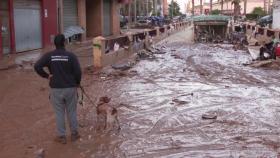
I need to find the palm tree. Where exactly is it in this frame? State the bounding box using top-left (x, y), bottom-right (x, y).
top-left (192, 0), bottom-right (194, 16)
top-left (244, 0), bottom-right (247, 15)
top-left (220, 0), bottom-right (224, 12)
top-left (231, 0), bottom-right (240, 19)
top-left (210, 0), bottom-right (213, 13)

# [INSTRUCTION]
Copy out every line above word for word, leaving out the pictures.

# [EXPECTED ANSWER]
I need to find the palm tree. Where exactly is it in this frame? State the bounding box using top-left (x, y), bottom-right (x, y).
top-left (192, 0), bottom-right (194, 16)
top-left (244, 0), bottom-right (247, 15)
top-left (220, 0), bottom-right (224, 12)
top-left (231, 0), bottom-right (240, 19)
top-left (210, 0), bottom-right (213, 13)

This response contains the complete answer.